───── Task inputs ─────

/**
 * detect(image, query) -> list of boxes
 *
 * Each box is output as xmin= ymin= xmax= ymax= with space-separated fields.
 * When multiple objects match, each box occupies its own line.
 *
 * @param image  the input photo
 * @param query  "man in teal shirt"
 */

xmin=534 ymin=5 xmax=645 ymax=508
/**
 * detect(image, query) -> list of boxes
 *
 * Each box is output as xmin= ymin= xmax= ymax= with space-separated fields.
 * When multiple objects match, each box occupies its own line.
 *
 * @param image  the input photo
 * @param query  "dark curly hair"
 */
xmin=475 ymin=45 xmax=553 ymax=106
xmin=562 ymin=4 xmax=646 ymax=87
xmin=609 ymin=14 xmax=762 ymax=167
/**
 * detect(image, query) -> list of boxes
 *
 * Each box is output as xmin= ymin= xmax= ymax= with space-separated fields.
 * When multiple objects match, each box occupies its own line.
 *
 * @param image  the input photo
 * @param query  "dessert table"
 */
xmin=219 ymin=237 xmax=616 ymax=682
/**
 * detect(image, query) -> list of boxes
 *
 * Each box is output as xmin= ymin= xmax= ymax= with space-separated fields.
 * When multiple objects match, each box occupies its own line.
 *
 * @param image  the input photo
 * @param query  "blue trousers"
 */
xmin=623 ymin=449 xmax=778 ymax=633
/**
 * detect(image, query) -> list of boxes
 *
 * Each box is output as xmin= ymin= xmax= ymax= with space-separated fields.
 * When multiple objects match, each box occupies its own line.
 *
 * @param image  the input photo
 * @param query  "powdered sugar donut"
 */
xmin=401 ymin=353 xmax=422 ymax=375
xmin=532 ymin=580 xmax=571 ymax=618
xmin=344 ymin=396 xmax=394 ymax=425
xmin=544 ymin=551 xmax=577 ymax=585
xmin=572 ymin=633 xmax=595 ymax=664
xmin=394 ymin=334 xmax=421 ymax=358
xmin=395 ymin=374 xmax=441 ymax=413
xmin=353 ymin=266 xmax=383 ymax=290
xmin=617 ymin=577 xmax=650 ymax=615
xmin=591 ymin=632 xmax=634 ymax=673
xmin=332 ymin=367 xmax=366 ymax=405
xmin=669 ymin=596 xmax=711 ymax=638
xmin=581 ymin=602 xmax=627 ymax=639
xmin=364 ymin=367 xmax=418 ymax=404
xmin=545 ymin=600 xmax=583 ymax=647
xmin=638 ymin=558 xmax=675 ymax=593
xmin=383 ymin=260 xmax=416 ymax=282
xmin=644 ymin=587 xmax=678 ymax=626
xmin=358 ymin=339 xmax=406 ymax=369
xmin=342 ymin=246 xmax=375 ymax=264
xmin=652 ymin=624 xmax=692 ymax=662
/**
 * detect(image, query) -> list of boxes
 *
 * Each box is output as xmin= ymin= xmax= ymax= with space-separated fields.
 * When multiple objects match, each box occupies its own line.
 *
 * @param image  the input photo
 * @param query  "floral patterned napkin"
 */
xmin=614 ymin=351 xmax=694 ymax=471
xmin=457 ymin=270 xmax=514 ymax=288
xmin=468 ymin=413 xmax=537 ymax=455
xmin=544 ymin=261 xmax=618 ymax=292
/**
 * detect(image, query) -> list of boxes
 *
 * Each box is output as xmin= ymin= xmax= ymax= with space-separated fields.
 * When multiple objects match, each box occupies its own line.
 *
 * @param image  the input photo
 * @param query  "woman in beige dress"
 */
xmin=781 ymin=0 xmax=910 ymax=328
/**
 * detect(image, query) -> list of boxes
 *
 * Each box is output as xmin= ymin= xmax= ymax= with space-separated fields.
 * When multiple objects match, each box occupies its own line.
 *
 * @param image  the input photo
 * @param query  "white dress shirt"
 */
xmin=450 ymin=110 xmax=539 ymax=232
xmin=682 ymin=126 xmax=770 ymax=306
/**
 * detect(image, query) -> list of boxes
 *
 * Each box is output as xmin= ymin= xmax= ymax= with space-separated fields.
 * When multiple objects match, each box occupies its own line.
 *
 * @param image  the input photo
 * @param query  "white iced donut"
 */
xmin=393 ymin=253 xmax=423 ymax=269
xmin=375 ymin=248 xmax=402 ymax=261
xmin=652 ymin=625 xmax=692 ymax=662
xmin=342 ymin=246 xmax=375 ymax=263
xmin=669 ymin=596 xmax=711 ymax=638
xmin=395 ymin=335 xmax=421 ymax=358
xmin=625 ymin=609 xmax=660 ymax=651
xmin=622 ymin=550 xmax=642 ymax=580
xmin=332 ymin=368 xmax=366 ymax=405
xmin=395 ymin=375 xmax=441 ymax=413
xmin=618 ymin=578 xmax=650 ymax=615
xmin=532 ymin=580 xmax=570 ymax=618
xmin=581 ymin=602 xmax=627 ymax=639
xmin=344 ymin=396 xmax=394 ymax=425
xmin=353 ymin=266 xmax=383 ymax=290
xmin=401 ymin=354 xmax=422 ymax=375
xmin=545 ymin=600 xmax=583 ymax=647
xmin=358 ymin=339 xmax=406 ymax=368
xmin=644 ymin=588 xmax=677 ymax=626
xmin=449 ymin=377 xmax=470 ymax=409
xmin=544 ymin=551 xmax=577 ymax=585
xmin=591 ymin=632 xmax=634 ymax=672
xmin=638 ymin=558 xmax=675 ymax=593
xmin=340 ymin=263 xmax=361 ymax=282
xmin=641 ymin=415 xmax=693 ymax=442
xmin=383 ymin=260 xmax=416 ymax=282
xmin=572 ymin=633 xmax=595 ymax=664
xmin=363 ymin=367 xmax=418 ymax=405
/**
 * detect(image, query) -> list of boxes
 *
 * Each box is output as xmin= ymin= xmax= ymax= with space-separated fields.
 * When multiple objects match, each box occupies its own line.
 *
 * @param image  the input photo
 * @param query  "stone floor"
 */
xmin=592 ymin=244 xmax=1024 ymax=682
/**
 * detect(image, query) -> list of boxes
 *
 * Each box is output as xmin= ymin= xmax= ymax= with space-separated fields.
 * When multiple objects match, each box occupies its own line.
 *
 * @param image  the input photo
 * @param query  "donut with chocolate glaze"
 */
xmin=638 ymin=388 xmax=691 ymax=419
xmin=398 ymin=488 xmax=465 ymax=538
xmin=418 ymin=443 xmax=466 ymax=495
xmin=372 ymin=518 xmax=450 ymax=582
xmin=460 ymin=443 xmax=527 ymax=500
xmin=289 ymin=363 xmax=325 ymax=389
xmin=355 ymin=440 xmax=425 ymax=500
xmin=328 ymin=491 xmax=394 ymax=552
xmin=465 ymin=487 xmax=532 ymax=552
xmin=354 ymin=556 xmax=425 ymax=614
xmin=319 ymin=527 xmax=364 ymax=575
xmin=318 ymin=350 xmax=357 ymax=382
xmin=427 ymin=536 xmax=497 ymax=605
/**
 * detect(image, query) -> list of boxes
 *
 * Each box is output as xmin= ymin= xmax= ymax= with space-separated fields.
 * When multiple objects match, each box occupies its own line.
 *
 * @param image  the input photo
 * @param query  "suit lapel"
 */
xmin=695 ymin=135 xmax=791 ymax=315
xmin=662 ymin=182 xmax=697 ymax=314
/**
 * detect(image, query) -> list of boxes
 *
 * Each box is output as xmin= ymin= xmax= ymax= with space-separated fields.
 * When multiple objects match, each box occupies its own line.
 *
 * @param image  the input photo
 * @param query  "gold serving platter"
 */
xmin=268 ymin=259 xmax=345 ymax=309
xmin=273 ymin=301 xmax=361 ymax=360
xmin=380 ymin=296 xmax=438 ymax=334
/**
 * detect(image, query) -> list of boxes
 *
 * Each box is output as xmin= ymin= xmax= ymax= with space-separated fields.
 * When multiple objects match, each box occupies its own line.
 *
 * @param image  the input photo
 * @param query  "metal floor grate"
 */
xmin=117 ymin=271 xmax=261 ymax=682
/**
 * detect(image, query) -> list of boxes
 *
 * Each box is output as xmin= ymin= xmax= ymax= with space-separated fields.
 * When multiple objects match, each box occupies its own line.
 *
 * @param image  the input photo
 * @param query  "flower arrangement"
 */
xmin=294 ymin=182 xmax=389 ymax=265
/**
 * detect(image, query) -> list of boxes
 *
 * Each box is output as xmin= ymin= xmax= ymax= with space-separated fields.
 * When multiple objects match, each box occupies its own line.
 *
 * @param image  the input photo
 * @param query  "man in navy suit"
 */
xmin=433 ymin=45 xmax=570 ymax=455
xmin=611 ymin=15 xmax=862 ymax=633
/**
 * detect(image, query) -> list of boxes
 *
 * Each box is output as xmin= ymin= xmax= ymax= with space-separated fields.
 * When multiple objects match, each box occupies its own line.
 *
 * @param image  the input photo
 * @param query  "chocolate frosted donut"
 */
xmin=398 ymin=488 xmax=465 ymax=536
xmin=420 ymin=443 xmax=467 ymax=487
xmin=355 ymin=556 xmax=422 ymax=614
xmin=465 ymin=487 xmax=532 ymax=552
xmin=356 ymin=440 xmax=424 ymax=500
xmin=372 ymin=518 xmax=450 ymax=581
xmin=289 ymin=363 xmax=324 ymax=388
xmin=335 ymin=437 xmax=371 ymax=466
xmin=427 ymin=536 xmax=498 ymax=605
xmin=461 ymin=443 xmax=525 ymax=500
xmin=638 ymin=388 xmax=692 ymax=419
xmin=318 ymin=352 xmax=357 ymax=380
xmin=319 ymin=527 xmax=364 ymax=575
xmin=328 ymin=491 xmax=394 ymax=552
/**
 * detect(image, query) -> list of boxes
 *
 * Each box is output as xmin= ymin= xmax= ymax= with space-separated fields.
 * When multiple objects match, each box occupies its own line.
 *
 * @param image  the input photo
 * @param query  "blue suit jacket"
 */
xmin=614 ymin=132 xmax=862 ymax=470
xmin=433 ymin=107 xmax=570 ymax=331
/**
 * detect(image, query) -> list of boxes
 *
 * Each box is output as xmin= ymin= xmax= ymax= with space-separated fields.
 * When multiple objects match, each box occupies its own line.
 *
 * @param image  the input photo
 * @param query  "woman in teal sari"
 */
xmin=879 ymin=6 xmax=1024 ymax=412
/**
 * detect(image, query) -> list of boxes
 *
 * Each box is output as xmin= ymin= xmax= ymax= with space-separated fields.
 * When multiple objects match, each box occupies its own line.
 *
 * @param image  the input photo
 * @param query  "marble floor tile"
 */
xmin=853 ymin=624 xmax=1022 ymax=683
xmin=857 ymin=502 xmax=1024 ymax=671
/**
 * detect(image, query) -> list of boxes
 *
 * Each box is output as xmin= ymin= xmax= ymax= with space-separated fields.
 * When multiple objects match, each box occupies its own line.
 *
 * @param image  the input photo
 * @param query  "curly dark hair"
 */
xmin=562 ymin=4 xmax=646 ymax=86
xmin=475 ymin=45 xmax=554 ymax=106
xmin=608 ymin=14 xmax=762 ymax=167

─────

- _Task goal_: For the string "curly", return every line of the data where it appears.

- _Completed exercise_:
 * @param query  "dark curly hair"
 * @param query  "curly dark hair"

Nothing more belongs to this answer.